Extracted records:
┌────────
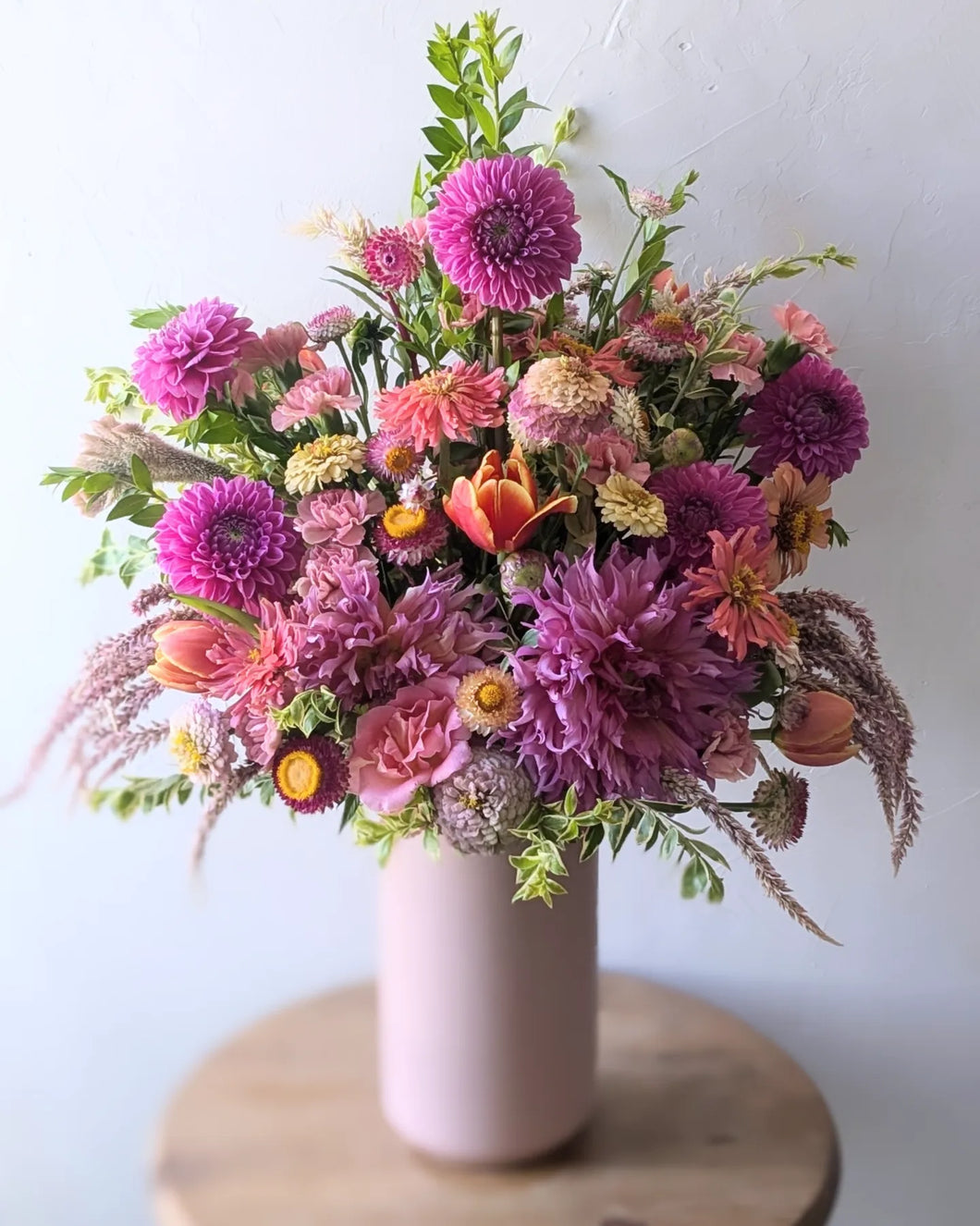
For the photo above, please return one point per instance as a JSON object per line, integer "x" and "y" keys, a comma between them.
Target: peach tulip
{"x": 825, "y": 736}
{"x": 182, "y": 658}
{"x": 496, "y": 507}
└────────
## TASK DIRECTIONS:
The entries above must be restated exactly in the answer, and the pictures left out.

## ANSWER TO THE PROBLEM:
For the photo above, please return one point per instance as a JSON object per line, integer "x" and "y" keys, a comma between them.
Target: peach tulip
{"x": 825, "y": 736}
{"x": 182, "y": 658}
{"x": 496, "y": 507}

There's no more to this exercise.